Image point grounding data -
----

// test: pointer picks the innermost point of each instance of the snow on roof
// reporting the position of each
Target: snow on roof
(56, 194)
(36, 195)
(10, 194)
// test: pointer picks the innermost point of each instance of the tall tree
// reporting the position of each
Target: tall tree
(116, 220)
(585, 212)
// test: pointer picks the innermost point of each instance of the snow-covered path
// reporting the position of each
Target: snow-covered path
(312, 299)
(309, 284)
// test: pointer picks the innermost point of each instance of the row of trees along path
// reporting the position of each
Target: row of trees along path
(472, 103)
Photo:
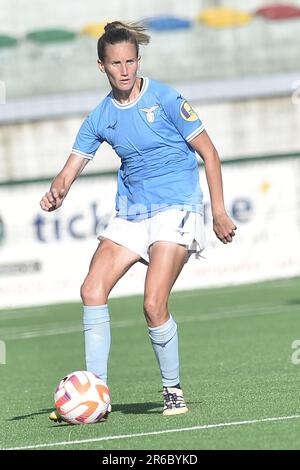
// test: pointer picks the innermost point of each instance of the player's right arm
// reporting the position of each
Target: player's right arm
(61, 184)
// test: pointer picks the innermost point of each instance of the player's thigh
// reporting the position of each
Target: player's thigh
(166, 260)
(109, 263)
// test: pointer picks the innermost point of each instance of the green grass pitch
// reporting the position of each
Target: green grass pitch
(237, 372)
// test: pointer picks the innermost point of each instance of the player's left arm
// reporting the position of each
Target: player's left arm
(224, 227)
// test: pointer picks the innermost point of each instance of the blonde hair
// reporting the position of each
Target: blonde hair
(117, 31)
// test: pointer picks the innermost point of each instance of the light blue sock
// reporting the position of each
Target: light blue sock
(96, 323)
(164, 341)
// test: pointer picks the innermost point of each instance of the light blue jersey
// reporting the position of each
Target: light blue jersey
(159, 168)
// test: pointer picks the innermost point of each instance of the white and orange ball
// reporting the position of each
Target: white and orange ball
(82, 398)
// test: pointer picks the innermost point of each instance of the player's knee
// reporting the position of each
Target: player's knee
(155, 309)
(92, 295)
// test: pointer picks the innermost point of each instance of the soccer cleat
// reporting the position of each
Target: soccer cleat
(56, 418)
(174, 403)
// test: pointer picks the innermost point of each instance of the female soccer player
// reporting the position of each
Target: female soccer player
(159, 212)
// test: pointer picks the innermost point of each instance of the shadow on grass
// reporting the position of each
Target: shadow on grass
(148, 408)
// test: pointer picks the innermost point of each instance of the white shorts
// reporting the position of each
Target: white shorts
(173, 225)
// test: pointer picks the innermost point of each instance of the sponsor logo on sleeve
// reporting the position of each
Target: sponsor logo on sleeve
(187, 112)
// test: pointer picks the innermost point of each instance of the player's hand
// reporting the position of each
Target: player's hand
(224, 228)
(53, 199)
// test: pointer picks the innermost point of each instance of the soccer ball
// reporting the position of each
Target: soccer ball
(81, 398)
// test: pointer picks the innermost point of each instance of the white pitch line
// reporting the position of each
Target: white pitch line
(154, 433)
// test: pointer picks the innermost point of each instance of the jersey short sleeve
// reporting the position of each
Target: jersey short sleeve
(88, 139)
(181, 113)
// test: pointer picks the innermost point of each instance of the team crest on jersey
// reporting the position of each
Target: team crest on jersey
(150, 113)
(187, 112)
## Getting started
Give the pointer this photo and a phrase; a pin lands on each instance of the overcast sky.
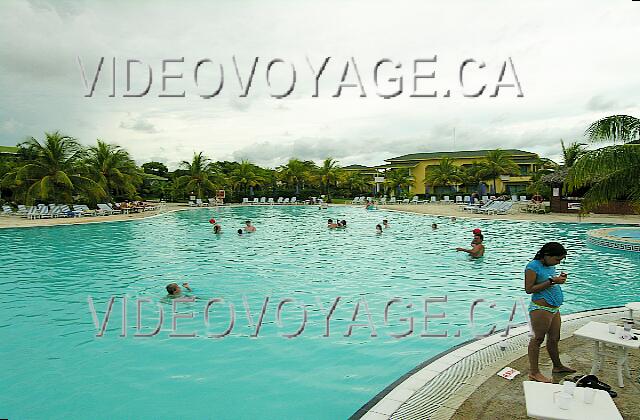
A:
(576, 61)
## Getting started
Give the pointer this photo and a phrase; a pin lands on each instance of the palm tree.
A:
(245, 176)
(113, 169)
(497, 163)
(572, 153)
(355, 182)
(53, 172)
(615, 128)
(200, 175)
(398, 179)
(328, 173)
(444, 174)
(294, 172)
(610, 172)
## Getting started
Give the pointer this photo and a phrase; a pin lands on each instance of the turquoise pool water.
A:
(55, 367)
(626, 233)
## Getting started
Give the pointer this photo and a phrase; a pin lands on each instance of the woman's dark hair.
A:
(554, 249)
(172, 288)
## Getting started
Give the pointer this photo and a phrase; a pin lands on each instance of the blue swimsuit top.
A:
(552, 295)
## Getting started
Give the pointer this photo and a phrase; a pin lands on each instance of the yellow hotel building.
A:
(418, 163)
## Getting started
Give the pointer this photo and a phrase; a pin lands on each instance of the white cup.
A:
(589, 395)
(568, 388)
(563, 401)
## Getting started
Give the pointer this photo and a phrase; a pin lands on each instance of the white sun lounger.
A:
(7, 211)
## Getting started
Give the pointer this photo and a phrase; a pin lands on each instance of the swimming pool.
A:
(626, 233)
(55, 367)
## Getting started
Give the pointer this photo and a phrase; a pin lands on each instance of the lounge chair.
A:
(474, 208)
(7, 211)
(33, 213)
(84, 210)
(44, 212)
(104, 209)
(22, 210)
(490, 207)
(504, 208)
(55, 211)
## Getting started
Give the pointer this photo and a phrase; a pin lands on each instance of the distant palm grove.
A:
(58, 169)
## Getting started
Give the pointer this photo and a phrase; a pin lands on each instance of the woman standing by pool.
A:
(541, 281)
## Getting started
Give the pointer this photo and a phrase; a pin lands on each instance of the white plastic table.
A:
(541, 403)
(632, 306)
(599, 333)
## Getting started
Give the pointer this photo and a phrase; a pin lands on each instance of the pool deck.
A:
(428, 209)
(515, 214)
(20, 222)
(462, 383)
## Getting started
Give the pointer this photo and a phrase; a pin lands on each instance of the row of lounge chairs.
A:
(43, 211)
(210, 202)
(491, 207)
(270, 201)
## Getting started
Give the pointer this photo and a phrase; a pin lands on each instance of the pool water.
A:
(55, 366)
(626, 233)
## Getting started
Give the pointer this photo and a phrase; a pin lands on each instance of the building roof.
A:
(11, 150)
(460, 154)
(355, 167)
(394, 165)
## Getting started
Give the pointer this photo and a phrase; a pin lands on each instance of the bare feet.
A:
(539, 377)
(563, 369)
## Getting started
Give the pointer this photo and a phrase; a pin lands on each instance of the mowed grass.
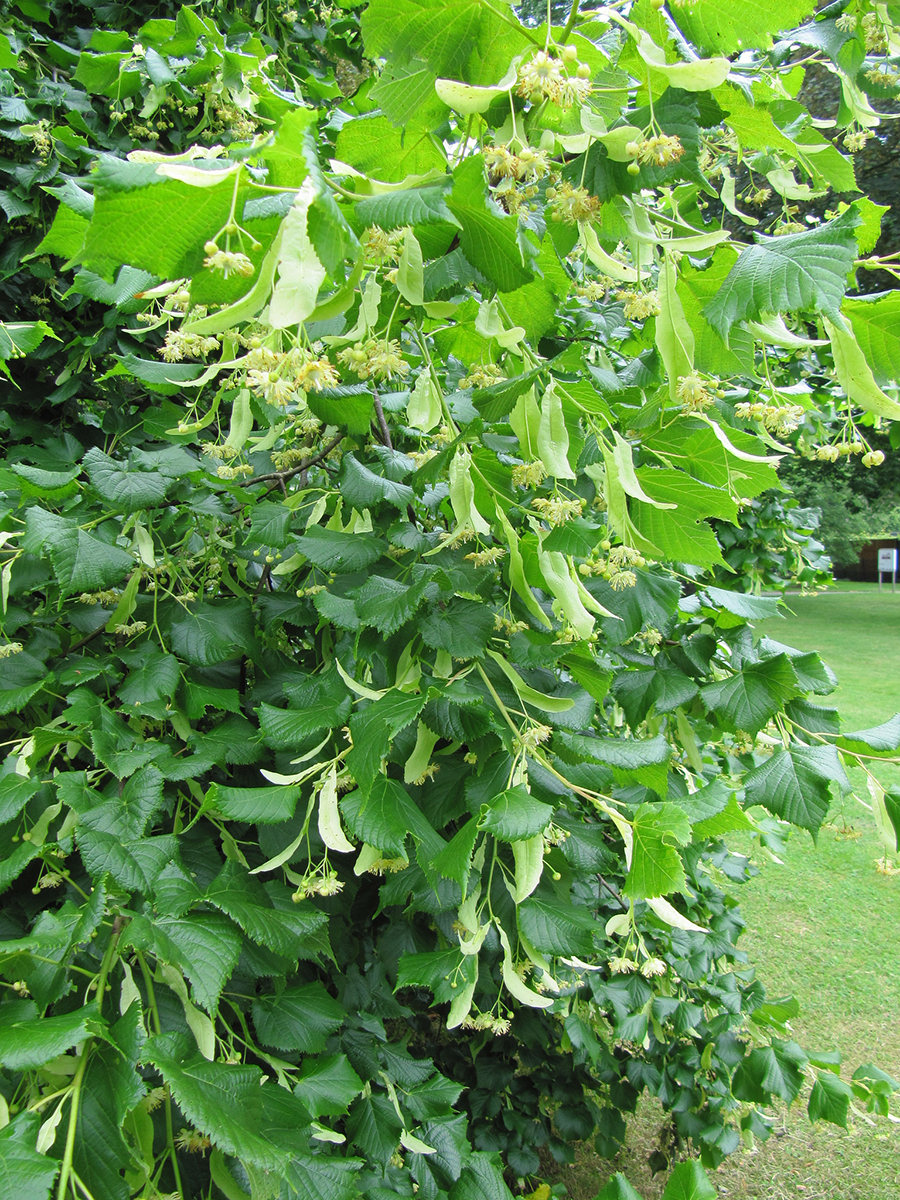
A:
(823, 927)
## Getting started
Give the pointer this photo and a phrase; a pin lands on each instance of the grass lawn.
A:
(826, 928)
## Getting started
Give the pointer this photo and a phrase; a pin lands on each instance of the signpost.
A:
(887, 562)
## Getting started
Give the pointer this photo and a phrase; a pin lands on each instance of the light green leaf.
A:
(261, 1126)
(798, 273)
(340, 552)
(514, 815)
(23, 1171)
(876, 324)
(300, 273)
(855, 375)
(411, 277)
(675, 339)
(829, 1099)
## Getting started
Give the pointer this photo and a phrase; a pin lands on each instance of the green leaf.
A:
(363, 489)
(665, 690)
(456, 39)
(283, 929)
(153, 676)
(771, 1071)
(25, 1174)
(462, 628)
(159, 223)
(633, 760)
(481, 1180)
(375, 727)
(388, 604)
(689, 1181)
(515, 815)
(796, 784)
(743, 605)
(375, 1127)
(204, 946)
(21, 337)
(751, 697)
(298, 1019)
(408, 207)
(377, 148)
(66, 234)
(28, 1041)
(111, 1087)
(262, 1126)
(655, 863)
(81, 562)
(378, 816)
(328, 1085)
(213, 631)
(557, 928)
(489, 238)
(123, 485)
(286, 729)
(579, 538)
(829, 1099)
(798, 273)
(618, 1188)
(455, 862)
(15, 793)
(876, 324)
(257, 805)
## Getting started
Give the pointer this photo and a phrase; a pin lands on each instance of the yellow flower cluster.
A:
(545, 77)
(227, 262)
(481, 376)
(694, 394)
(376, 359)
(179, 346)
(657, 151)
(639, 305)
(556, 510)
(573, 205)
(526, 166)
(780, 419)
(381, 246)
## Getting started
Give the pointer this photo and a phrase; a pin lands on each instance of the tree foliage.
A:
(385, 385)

----

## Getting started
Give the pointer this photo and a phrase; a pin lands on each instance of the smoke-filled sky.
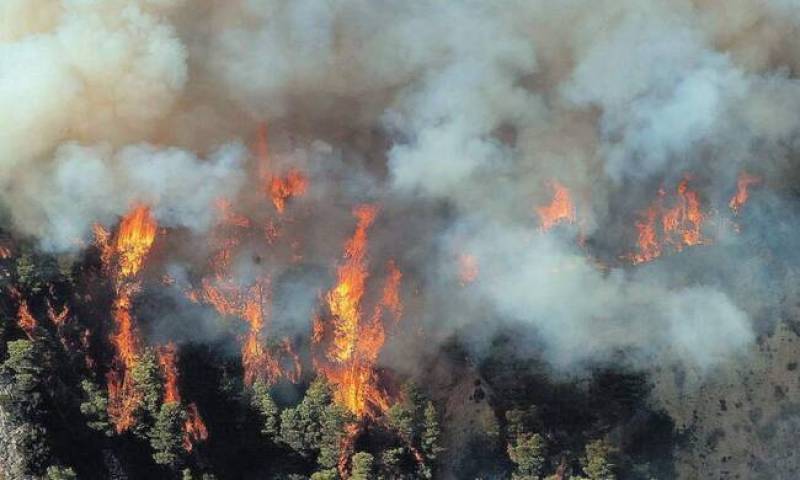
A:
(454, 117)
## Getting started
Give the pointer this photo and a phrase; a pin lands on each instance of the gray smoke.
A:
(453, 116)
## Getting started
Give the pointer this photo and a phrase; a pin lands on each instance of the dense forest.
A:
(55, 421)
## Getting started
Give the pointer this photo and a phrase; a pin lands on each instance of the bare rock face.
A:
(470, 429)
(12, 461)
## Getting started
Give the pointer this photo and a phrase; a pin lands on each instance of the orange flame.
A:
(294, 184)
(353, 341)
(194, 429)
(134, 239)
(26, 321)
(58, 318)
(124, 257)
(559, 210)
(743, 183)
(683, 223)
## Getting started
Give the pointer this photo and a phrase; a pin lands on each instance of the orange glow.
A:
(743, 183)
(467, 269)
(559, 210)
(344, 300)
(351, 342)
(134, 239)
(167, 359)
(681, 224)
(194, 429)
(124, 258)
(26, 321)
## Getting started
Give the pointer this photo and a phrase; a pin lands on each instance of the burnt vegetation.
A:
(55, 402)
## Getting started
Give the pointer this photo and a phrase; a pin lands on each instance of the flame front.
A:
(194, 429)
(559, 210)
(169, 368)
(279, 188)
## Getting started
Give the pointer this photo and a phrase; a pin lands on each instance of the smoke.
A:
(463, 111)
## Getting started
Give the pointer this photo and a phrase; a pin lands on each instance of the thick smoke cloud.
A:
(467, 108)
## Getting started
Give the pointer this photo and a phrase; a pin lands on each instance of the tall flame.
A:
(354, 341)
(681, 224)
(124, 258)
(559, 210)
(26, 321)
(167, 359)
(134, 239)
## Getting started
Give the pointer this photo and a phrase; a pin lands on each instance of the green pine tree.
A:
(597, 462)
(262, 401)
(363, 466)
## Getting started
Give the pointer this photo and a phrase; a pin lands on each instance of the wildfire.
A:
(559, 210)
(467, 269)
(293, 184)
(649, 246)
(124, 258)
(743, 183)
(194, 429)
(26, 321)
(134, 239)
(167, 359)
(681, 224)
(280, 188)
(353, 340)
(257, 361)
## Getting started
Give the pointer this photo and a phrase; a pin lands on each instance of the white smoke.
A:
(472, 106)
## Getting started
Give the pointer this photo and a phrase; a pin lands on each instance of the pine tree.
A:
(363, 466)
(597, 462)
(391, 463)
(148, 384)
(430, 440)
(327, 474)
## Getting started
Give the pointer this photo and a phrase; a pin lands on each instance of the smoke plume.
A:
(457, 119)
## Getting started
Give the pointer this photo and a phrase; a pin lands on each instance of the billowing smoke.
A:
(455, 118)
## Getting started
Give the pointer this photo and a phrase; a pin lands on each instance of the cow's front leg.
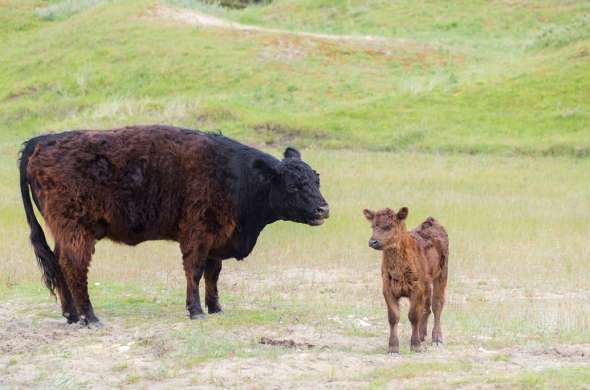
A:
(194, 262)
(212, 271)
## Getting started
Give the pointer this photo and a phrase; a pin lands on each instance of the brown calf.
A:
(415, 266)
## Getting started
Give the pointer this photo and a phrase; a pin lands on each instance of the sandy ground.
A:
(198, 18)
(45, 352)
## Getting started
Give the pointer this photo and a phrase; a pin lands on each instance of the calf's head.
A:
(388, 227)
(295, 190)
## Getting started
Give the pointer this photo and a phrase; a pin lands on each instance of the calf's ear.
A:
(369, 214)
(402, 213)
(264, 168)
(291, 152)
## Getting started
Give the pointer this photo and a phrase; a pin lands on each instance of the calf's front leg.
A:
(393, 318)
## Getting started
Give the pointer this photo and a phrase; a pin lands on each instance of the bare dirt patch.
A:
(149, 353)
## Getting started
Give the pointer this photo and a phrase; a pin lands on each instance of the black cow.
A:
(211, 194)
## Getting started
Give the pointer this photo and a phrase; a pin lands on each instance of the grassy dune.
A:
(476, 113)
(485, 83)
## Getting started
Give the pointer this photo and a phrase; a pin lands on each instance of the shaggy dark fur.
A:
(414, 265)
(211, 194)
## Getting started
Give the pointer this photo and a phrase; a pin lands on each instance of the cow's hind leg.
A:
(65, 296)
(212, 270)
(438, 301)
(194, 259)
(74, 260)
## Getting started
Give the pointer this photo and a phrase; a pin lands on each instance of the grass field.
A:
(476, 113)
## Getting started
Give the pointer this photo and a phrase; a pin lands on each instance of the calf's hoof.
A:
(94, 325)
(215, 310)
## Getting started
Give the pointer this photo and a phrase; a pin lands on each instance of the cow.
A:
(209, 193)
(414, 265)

----

WHAT YOU ARE ASKED TO DO - In the entries above, find each line with the word "flame" and show it.

EXERCISE RESPONSE -
Give the pointer this photo and a phrase; a pin lands on each instance of the orange flame.
Give the pointer this photo and a phrase; a pin lands on each instance of the flame front.
Give the pointer this photo and a phrase; a pin lands on each instance of the tall flame.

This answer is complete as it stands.